### Requirement
Using the entries below, restate word for word only the lines from the one with "If you could point at the cliff in" to the final line, leaving the pictures out.

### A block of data

▬▬▬▬▬▬▬▬▬▬

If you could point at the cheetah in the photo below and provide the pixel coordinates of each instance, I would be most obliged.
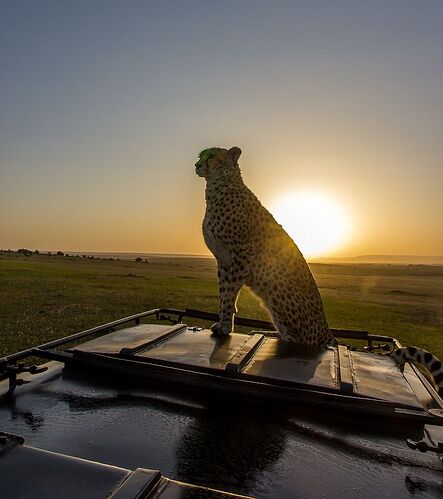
(252, 249)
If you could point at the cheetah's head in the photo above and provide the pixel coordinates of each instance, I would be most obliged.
(218, 163)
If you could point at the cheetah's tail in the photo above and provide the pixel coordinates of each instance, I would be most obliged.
(423, 357)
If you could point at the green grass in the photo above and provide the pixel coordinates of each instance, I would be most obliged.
(43, 297)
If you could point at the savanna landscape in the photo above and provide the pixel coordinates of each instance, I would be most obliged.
(45, 297)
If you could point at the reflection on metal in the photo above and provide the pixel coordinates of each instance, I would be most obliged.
(432, 440)
(34, 472)
(254, 366)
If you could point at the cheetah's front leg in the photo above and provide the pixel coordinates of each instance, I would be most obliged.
(231, 279)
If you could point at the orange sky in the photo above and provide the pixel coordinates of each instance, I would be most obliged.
(103, 116)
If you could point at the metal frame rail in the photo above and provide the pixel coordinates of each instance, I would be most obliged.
(10, 366)
(165, 314)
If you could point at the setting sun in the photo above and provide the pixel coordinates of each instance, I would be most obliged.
(316, 221)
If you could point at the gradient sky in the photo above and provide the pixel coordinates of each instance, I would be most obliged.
(105, 105)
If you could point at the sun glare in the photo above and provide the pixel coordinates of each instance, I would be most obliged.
(314, 220)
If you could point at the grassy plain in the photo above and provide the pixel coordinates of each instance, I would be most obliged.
(45, 297)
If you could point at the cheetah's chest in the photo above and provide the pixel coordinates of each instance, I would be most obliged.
(215, 243)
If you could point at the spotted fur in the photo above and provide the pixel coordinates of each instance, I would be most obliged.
(252, 249)
(423, 357)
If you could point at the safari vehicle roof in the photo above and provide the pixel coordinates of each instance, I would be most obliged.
(245, 414)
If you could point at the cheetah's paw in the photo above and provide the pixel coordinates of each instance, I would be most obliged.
(219, 329)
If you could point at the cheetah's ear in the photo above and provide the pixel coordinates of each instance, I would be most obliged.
(235, 152)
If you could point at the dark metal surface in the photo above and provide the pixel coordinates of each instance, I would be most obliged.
(247, 448)
(28, 472)
(254, 359)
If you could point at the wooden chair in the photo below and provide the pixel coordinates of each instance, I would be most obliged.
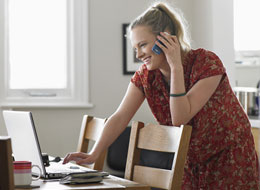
(6, 164)
(91, 129)
(158, 138)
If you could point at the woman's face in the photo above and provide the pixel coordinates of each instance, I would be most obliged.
(143, 40)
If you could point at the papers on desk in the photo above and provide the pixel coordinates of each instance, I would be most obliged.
(81, 178)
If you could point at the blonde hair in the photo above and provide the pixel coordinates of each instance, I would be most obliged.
(160, 17)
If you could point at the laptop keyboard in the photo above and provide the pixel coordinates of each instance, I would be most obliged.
(67, 168)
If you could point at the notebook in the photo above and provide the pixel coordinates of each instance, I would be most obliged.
(25, 145)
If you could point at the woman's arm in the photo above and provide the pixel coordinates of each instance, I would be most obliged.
(114, 126)
(183, 108)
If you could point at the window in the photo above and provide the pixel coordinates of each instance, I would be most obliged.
(46, 53)
(246, 29)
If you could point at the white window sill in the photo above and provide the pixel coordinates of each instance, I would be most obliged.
(46, 105)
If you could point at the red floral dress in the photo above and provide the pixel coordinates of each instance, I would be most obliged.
(221, 153)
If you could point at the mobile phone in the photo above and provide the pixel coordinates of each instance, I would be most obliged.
(156, 49)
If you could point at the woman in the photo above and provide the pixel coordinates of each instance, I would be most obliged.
(185, 86)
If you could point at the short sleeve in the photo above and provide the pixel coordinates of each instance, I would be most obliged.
(206, 64)
(138, 78)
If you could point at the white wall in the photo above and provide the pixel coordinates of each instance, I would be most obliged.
(58, 129)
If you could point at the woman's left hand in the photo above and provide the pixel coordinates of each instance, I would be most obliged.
(171, 49)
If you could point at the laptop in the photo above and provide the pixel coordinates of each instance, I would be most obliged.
(25, 145)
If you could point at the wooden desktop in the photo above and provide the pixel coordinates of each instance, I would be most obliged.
(108, 183)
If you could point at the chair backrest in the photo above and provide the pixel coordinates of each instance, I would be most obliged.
(6, 164)
(163, 139)
(91, 129)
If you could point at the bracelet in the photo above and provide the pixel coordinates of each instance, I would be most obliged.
(178, 95)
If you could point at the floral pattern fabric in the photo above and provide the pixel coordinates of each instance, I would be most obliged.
(221, 152)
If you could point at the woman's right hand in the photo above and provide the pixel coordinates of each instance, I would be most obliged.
(79, 158)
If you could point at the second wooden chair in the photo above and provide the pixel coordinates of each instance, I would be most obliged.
(163, 139)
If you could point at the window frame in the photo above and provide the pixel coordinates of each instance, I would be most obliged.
(77, 93)
(246, 57)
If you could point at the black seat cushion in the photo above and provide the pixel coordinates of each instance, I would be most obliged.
(117, 152)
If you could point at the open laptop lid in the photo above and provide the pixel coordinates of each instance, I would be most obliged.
(25, 144)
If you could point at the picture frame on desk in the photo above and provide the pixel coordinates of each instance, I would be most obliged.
(130, 62)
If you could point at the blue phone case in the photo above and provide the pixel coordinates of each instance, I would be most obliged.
(156, 49)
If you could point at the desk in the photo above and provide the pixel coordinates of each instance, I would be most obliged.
(108, 183)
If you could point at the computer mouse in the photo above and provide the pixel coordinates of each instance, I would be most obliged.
(74, 167)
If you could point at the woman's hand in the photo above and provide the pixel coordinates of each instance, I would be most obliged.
(80, 158)
(171, 49)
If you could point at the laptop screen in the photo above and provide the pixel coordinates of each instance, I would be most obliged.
(25, 144)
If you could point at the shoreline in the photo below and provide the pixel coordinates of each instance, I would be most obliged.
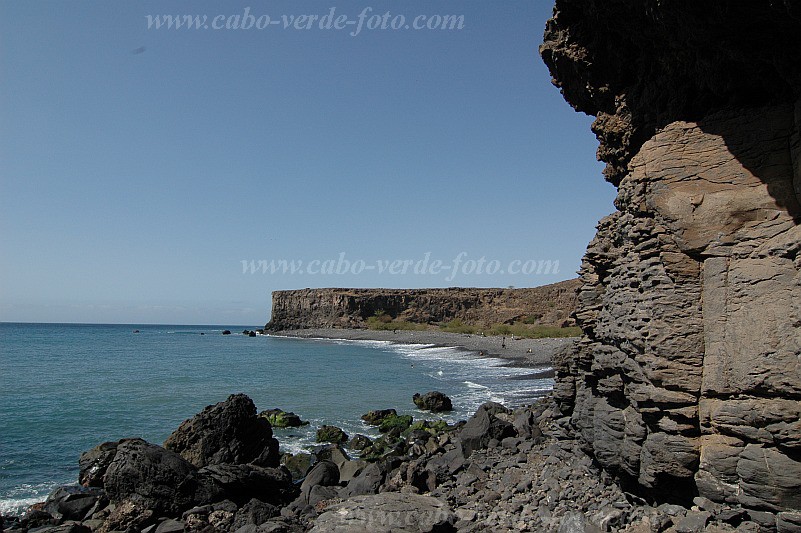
(523, 353)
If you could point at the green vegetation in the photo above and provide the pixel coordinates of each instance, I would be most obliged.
(434, 428)
(395, 421)
(524, 330)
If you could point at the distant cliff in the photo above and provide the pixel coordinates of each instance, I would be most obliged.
(551, 305)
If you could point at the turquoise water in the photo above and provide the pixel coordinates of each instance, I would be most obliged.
(65, 388)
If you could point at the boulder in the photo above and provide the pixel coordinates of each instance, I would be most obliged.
(254, 512)
(228, 432)
(367, 481)
(156, 479)
(396, 424)
(483, 427)
(360, 442)
(331, 434)
(297, 464)
(389, 512)
(434, 401)
(282, 419)
(73, 502)
(324, 473)
(241, 483)
(374, 418)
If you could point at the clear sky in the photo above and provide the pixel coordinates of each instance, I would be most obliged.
(140, 167)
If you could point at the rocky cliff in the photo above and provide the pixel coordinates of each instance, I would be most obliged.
(349, 308)
(688, 377)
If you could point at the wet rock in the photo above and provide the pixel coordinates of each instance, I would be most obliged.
(228, 432)
(374, 418)
(282, 419)
(241, 483)
(433, 401)
(385, 513)
(483, 427)
(331, 434)
(254, 512)
(73, 502)
(324, 473)
(360, 442)
(93, 464)
(156, 479)
(367, 481)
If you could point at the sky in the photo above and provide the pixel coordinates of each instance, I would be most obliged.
(178, 175)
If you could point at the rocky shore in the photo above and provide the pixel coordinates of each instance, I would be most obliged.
(524, 352)
(501, 470)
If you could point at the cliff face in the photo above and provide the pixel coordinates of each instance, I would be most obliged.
(349, 308)
(688, 378)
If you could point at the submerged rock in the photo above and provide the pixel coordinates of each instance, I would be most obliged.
(279, 418)
(374, 418)
(331, 434)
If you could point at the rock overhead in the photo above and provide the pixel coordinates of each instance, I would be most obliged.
(688, 376)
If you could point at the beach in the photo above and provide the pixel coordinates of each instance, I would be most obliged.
(533, 353)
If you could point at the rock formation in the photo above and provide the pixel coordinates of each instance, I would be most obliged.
(551, 305)
(688, 378)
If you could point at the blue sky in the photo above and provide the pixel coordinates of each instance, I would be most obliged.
(139, 168)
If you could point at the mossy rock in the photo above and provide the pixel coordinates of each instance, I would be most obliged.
(395, 422)
(383, 447)
(374, 418)
(331, 434)
(435, 428)
(360, 442)
(282, 419)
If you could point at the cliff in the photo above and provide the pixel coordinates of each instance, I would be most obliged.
(349, 308)
(687, 380)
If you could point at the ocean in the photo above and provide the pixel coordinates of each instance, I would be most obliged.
(65, 388)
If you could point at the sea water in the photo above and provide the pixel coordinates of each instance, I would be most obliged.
(65, 388)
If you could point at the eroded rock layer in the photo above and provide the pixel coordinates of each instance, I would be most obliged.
(688, 378)
(550, 305)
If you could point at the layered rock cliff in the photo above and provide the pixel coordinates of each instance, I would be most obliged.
(550, 305)
(688, 377)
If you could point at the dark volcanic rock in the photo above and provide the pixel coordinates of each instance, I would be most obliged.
(156, 479)
(324, 473)
(433, 401)
(687, 378)
(374, 418)
(73, 502)
(483, 427)
(279, 418)
(331, 434)
(360, 442)
(387, 512)
(228, 432)
(240, 483)
(93, 464)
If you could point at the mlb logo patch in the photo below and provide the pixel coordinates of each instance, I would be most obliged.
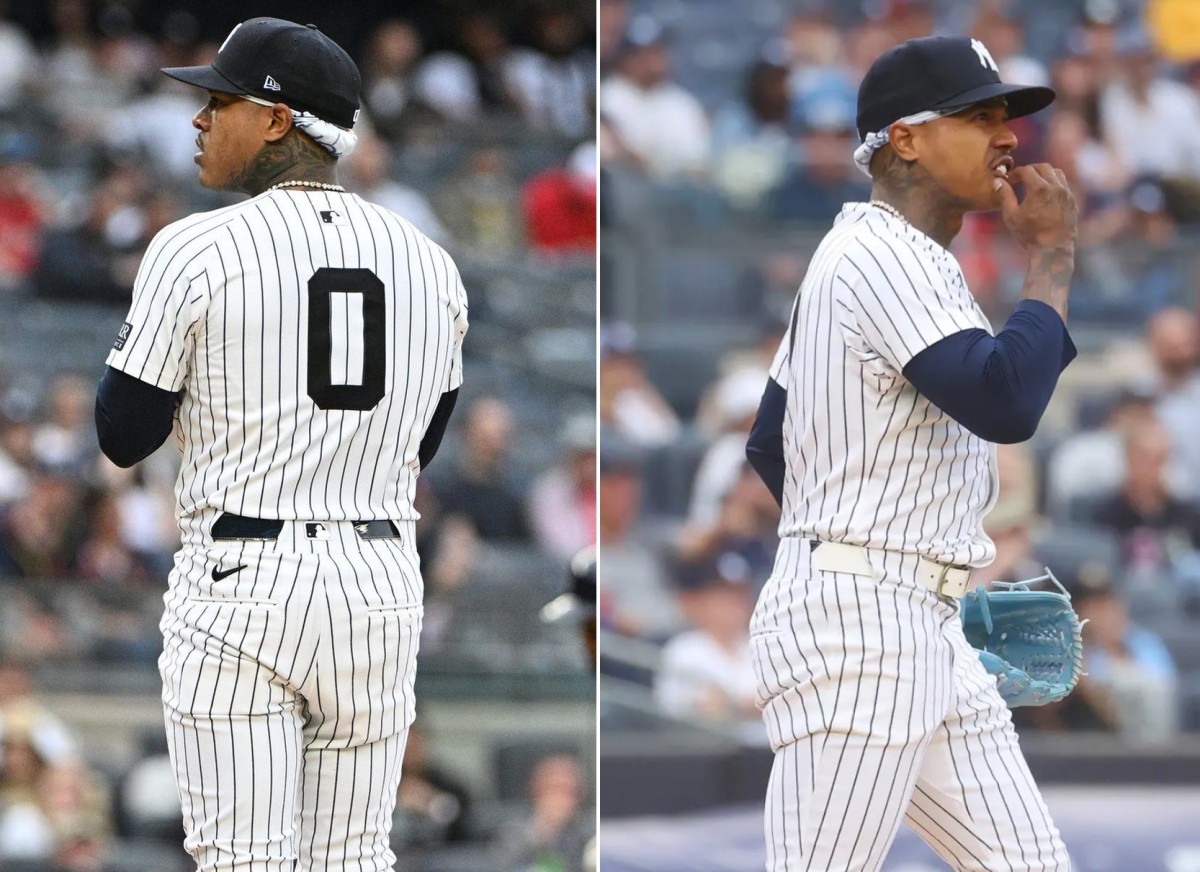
(123, 335)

▬▬▬▬▬▬▬▬▬▬

### Result
If you could point at the cliff in the photo above and provide the pixel coordinates of each instance, I would be most obliged.
(349, 308)
(687, 380)
If you could point at the ocean in the photo above and provide the pixel coordinates of each instance, I would be most obliged.
(65, 388)
If you could point at the sea water in the photo above and provide the pixel coordinates of each instance, I would be most obliged.
(65, 388)
If you could point at the eroded rock layer in the photo above and provide the pixel coordinates of each instance, I would be most obliged.
(688, 378)
(550, 305)
If you could point at the layered rock cliff in the photo above and provide the pixel coordinates of each instance, I would be most obliged.
(550, 305)
(688, 377)
If you could point at the dark volcanic rock in the photo above and provide the pixel coordinates of each instance, I would be most obliged.
(156, 479)
(324, 473)
(433, 401)
(687, 378)
(374, 418)
(73, 502)
(483, 427)
(279, 418)
(331, 434)
(360, 442)
(387, 512)
(228, 432)
(240, 483)
(93, 464)
If you could point at the mlb logo patch in the photo below and provide the pixel coordinates of each instance, I would be most obliged.
(123, 335)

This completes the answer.